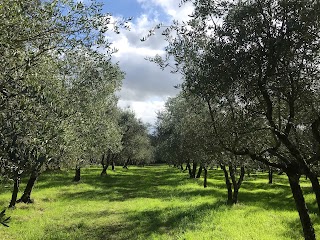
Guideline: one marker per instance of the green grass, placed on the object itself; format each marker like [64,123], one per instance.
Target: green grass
[155,203]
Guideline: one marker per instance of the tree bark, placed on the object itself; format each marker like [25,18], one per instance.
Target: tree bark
[126,163]
[77,175]
[315,187]
[26,196]
[228,184]
[104,170]
[237,186]
[194,170]
[270,174]
[113,166]
[308,230]
[14,192]
[189,169]
[205,177]
[199,172]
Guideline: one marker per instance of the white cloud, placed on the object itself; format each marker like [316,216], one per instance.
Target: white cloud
[146,87]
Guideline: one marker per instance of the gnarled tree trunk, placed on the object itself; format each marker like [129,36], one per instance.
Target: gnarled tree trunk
[305,220]
[205,177]
[228,184]
[15,191]
[26,196]
[270,175]
[77,175]
[315,187]
[199,172]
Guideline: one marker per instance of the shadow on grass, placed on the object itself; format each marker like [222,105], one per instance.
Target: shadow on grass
[143,224]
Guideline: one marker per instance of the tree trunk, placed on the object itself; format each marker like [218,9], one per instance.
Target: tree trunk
[77,175]
[270,174]
[315,187]
[126,163]
[199,172]
[26,196]
[237,186]
[189,169]
[205,177]
[14,192]
[104,170]
[113,166]
[194,170]
[308,230]
[228,184]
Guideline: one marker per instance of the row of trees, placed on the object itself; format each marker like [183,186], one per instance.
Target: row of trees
[57,91]
[250,92]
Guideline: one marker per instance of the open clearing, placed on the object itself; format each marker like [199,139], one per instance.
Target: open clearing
[156,202]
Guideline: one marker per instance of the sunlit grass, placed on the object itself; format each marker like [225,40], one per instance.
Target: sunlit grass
[154,203]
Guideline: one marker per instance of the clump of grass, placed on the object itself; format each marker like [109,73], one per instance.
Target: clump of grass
[154,203]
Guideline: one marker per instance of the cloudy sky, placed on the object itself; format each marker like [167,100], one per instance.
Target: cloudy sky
[146,87]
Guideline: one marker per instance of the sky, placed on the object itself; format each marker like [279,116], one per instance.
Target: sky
[145,87]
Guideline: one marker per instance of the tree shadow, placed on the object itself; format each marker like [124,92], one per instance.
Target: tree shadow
[144,224]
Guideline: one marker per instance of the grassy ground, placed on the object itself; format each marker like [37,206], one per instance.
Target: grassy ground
[154,203]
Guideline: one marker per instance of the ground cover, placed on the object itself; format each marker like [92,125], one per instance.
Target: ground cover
[155,203]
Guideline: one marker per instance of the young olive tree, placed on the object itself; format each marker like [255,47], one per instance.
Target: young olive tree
[35,36]
[262,56]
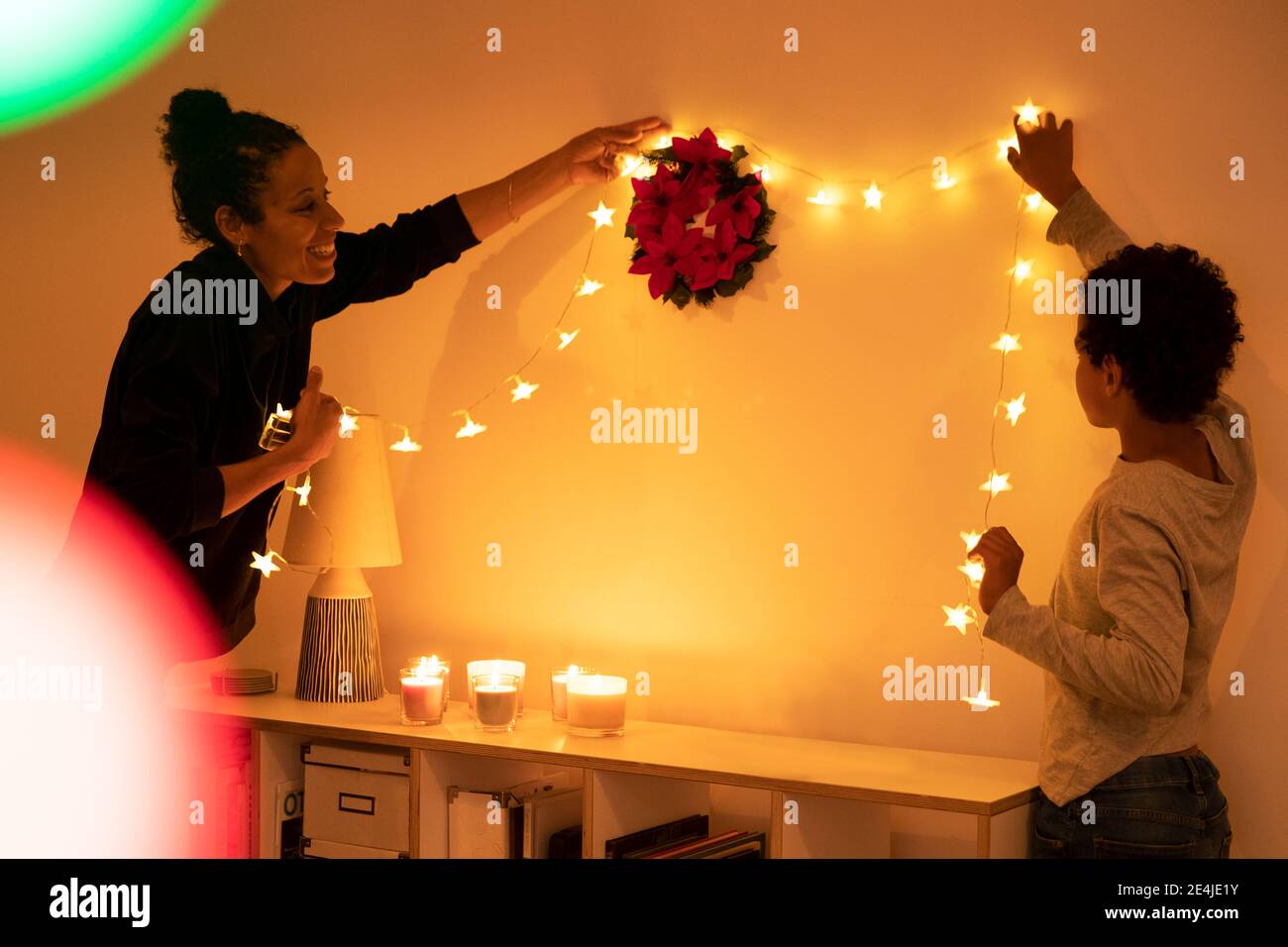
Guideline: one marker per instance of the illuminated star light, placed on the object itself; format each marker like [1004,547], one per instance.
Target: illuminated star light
[304,488]
[974,571]
[522,390]
[406,445]
[1028,112]
[982,699]
[960,617]
[601,215]
[265,564]
[1008,343]
[1014,408]
[469,428]
[997,483]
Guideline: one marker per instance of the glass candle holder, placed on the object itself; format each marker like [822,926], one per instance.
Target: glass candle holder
[433,663]
[559,689]
[277,429]
[496,701]
[494,667]
[421,694]
[596,705]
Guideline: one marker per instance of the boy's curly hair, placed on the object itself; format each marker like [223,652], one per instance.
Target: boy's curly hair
[1177,354]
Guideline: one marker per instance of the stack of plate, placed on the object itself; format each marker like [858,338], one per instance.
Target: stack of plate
[243,681]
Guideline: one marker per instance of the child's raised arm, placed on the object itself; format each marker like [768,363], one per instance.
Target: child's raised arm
[1044,161]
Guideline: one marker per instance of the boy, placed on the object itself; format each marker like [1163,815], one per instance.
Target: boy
[1147,574]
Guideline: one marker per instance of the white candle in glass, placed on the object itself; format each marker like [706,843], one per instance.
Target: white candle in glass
[559,690]
[433,668]
[596,702]
[496,703]
[421,697]
[494,667]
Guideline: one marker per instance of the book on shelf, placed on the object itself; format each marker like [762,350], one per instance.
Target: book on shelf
[664,835]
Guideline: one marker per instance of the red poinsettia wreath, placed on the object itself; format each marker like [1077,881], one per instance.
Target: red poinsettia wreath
[698,226]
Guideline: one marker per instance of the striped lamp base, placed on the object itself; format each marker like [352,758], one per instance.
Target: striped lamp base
[340,652]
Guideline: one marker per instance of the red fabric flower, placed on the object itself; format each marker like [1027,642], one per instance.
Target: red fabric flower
[728,252]
[702,153]
[665,195]
[742,209]
[679,250]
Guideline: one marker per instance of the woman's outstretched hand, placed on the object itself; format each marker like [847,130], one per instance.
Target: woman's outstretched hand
[592,157]
[1044,158]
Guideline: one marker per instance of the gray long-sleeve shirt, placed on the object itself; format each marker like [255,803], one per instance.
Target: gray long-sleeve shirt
[1133,618]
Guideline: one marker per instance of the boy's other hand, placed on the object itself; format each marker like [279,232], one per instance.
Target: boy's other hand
[1003,560]
[1044,158]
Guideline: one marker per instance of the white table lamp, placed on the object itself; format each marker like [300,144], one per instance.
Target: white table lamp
[347,526]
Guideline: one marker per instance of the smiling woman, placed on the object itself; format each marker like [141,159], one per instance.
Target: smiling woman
[192,386]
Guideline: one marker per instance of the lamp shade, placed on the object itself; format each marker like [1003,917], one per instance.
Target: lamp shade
[355,526]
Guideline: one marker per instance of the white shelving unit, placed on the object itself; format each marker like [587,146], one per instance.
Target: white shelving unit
[812,797]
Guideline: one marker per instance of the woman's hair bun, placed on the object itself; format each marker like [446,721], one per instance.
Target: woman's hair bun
[193,125]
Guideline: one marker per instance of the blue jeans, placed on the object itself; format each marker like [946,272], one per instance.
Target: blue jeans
[1159,806]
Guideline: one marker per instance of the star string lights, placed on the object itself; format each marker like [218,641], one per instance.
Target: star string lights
[965,613]
[829,193]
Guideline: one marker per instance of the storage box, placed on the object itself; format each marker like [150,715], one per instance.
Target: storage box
****************************************
- WHAT YOU ARE ASKED TO DO
Copy all the rows above word for word, leaving out the pictures.

- TASK RESPONSE
Guideline: one marker per instance of the green grass, placed on the object itself; format each marker like [64,123], one per instance.
Target: green grass
[155,203]
Guideline: one marker per instance of the tree bark, placed on the object itself; format each marker like [25,18], one per instance.
Target: tree bark
[126,163]
[77,175]
[315,187]
[26,196]
[228,184]
[104,170]
[237,186]
[194,170]
[270,174]
[113,166]
[308,230]
[14,192]
[189,169]
[205,177]
[199,172]
Guideline: one marker per instance of the white cloud, placed on the object itself; format each marker like [316,216], one per instance.
Target: white cloud
[146,87]
Guideline: one marker per instance of the gnarled tree trunk, placed on the object itself; format each marker like [129,36], one per instance.
Target: gnarled tree trunk
[305,220]
[205,177]
[228,184]
[15,191]
[26,196]
[270,175]
[77,175]
[315,187]
[199,172]
Guideline: one marker per instance of the shadow on grass, placed on the object itself; format each marker like [222,105], one per instance.
Target: shadow on grass
[143,224]
Guideline: one marker per instance of the tree trunk, placed on the object itself; format each marker like [218,9], one per instance.
Target: tree trunk
[77,175]
[270,174]
[315,187]
[126,163]
[199,172]
[26,196]
[237,186]
[189,169]
[205,177]
[14,192]
[104,170]
[113,166]
[194,170]
[308,230]
[228,184]
Guideline: one marker per instance of the row of trees, placed on the object itself; format each marker like [183,186], one per instance.
Target: row of trees
[57,91]
[250,92]
Guideline: one marker per instance of the open clearing, placed on the object itself; format each marker like [199,139], one per instance.
Target: open clearing
[156,202]
Guideline: one marker per instance of the sunlit grass, placed on the object itself; format each marker like [225,40], one per instance.
Target: sunlit grass
[154,203]
Guideline: one marker per instance of the clump of grass, placed on the object itself; format each marker like [109,73], one per instance.
Target: clump of grass
[154,203]
Guideline: one marker per instance of the cloudy sky, placed on the object itself; format each marker like [167,100], one per instance.
Target: cloudy sky
[146,87]
Guideline: one marker per instance of the sky, placed on the object itself; format each marker like [279,116], one per instance.
Target: sky
[145,87]
Guideline: one marker per instance of the tree shadow, placed on the object itself; format each marker like [124,92], one per instance.
Target: tree shadow
[144,224]
Guideline: one marker per instance of the grassy ground, placed on the object itself; format each marker like [37,206], one per instance.
Target: grassy ground
[154,203]
Guideline: one marker per instance of the ground cover, placed on the object itself; format each marker like [92,125], one per instance.
Target: ground cover
[155,203]
Guideline: one marker per instance of the young olive tree, placed on the object itself; format each marker like [255,47], one per instance.
Target: young olive tree
[35,36]
[262,56]
Guideline: one marker per instance of the illuminated star light, placed on the object itself; format each marker like [1004,547], one per instance.
Target: illuminated star light
[304,488]
[974,571]
[522,390]
[406,445]
[1028,112]
[982,699]
[960,617]
[601,215]
[265,564]
[1008,343]
[1014,408]
[469,428]
[997,483]
Guideline: one marker per instance of the glass candle holder, placed on the object itself; format each marker like [822,926], one per instance.
Target: glass candle holder
[433,663]
[559,689]
[277,429]
[496,701]
[494,667]
[421,694]
[596,705]
Guideline: one marker per instance of the boy's curly hair, placed on the object itself; format each marker like [223,652], one per instance.
Target: boy's curly hair
[1177,354]
Guideline: one marker per instance of the stack of plate, placed on the object itself; format each marker like [858,338], one per instance.
Target: stack of plate
[243,681]
Guideline: one marker per instance of the child's raised arm, placed on the object itself; format each marker like [768,363], one per instance.
Target: child's raised arm
[1044,161]
Guideline: one marker per instance of the boy, placed on the object itself; format each marker like [1163,815], one per instance.
Target: boy
[1147,574]
Guideline: one marker per instance of the white candle in glass, placed on the object itself; format each marker like [706,843], one per instance.
Target: white candle in glass
[559,690]
[433,668]
[596,702]
[496,703]
[421,697]
[494,667]
Guideline: one marker per instance of the book on shelf, placed on the object itself; format each marker like [762,350], one per instance.
Target: book on shelf
[664,835]
Guideline: one marker per instance of the red poinsettia wreath, placed on the object itself; format each marker like [1077,881], one per instance.
Target: red poinsettia wreath
[698,226]
Guideline: one marker per instance of the striped lamp base, placed on the object itself; format each marker like [352,758], one per instance.
Target: striped lamp base
[340,652]
Guideline: one marker per instance of the red fabric flower, placed on the object itself; format each marker like [1027,642], one per instance.
Target: red fabric flower
[728,252]
[702,153]
[665,195]
[742,209]
[679,250]
Guideline: one marker per instance of the woman's outstretched hand, placed on the object itself; format each marker like [847,130], one per instance.
Target: woman's outstretched hand
[592,157]
[1044,158]
Guideline: one marker per instance of the gray long-sleeve shirt, placed on the object itself; format each marker like [255,803], one per instance.
Target: gray long-sleeve shirt
[1133,618]
Guideline: one marker per instance of the boy's other hand, placed on the object itself; format each marker like [279,232], one per instance.
Target: boy's other hand
[1003,560]
[1044,158]
Guideline: one marker per instance of the white table lamp, placed on the object itself; format each marker like [300,144], one per instance.
Target: white table lamp
[347,526]
Guideline: one marker per instance of the smiling woman, placed on the object itself; format each marker like [141,159], one per instance.
Target: smiling woman
[192,386]
Guideline: one marker per instance of the lamp shade, placed on the object itself; format each marker like [1003,917], one per instance.
Target: lamp shade
[355,526]
Guideline: one marker per instance of the white shelving unit, placed on the object itself; format each marker like [587,146], one per instance.
Target: white shelving unit
[812,797]
Guideline: one marker per instance of the woman's hair bun, placed on the object itself; format each marker like [446,721], one per instance.
Target: woman's hair bun
[193,125]
Guideline: one marker per instance of the blue jeans, placed on the object itself; format each marker like [946,272], one per instance.
Target: blue jeans
[1159,806]
Guideline: one marker per instance of the star string lights, placed on the object itself; format each marker like [218,641], one per instance.
Target: star string lights
[965,613]
[829,193]
Guideline: one marker per instance of the storage box, placed on the object itself; format each marker like [150,715], one per instance.
Target: storage box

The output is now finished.